▶ BRANO DI LETTURA
:::

In realtà ho l'impressione, anche qui, che non siamo di fronte a una novità assoluta: colore e splash page sono apparse in Bonelli da tempo, ovviamente intensificatesi ultimamente; e così credo pure tavole smarginate, anche se più raramente, magari in singole vignette (senza margini, del resto, è già il frontespizio interno di Orfani stesso).



Ma i tre elementi fusi insieme (e usati in modo sistematico, con una certa generosità) non si erano mai visti. Nemmeno, di nuovo, questo 9 diventa un albo "americano": la "gabbia" resta, come struttura, e quindi come "regola che può essere violata" e che, ovviamente, dà così maggior forza alle trasgressioni.



La storia si concede infatti subito un'altra splash page a p.22, per mostrarci il trionfo mostruoso della carne su cui è incentrato l'albo, ma poi può usare la più classica griglia bonelliana "a mattone" (p.25) dove serve, magari usando, dove viene utile, una "mezza splash page" (p.20, p.24).



Un'accelerazione si avvia a metà albo con una pagina, 42-43, che ricorda per certi versi quella centrale della fearful symmetry di Watchmen. Seguono tavole "a nove vignette", queste ancor di più nell'immaginario del Moore di Watchmen, a p.44-45, poi due vignette "a gabbia", ma quella del 2X3 perfettamente allineato (il Berardi di Julia, ad esempio), il "cinema su carta" di prattiana memoria (la vignetta come schermo). L'uso frequente di tavole "a banda orizzontale unica", frequente in Orfani, può avere il valore di un "cinemascope", e infatti appare a p.48-49 (su 4 strisce) e poi a p.50-51 (su 3, più tradizionale).









Sono soluzioni che avevo visto, mi pare, in alcune cose di Luca Enoch in Bonelli, ma che qui sfociano in pagina 54 e 55 (usate, mi pare, talvolta su Nathan Never), dove si associano, quasi programmaticamente, i due tipi di splash page: quella con griglia, a p.54 (già molto usata, ad esempio, da Recchioni, già in prima stagione) e infine il trittico senza margini a p.55,56 e 57, che dà piena enfasi alla rivelazione centrale della storia.









Dopo aver scollinato la metà alto in modo pirotecnico, l'albo prosegue in modo relativamente più "tradizionale" fino alla conclusione.

:::

Righe del dataset sulla posizione degli oggetti
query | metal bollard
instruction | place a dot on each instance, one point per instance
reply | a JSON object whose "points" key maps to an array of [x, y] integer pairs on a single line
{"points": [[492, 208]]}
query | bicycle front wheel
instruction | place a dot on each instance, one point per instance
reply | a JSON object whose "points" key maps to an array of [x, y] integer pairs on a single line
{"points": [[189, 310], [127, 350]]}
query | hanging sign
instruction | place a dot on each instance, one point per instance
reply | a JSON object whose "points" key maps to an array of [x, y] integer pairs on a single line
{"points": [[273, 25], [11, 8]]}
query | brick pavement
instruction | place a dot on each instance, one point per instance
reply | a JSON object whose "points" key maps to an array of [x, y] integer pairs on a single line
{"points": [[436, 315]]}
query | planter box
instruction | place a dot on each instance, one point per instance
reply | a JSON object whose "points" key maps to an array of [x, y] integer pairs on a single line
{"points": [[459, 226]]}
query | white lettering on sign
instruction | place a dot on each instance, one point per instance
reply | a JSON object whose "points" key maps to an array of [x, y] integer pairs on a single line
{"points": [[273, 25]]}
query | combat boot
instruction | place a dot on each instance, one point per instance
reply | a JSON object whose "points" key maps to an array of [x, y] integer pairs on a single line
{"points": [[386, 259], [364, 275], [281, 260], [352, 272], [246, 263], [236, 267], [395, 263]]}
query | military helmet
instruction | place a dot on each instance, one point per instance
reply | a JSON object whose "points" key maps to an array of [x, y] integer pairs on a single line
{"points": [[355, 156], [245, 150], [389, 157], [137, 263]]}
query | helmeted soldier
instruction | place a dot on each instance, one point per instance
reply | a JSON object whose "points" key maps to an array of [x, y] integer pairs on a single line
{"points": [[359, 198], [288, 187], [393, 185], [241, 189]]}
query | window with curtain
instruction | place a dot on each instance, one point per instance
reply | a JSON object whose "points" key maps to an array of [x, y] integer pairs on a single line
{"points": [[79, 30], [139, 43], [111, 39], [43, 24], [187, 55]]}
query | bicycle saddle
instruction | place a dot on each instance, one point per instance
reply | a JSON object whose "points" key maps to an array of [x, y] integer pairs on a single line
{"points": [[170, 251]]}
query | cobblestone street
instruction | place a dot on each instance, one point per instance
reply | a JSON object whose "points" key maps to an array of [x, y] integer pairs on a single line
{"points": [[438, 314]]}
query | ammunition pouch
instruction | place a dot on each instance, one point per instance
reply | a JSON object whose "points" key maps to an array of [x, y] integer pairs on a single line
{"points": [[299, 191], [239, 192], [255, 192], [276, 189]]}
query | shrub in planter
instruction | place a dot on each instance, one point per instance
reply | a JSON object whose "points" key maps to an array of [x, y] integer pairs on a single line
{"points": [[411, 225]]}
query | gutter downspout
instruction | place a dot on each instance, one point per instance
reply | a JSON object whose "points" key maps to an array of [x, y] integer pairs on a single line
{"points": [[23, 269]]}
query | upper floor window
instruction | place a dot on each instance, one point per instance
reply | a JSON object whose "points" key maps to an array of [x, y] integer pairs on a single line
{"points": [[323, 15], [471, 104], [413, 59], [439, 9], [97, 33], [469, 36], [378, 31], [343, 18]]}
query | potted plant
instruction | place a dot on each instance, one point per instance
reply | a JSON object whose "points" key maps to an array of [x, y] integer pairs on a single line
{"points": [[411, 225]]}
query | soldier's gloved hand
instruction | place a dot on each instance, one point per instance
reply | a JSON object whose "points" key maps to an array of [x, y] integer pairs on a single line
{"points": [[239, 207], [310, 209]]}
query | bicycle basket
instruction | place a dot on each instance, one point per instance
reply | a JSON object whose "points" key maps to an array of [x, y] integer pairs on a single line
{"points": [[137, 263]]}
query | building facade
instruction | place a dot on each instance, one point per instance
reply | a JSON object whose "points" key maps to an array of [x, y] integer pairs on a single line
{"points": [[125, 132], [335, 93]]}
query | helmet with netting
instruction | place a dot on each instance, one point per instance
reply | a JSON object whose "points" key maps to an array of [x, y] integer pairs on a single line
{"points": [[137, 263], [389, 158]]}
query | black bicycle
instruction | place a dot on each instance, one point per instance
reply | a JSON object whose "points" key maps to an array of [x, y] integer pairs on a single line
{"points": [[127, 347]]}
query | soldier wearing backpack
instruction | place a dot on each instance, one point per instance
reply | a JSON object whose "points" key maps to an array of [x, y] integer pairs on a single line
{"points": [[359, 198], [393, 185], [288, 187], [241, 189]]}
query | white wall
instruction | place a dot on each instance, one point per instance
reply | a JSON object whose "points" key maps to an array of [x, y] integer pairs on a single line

:::

▶ CONSEGNA
Stampa senza modifiche la parte del brano di lettura che inizia con "In realtà ho" e termina con "forza alle trasgressioni.".

▶ ESITO DELLA CONSEGNA
In realtà ho l'impressione, anche qui, che non siamo di fronte a una novità assoluta: colore e splash page sono apparse in Bonelli da tempo, ovviamente intensificatesi ultimamente; e così credo pure tavole smarginate, anche se più raramente, magari in singole vignette (senza margini, del resto, è già il frontespizio interno di Orfani stesso).



Ma i tre elementi fusi insieme (e usati in modo sistematico, con una certa generosità) non si erano mai visti. Nemmeno, di nuovo, questo 9 diventa un albo "americano": la "gabbia" resta, come struttura, e quindi come "regola che può essere violata" e che, ovviamente, dà così maggior forza alle trasgressioni.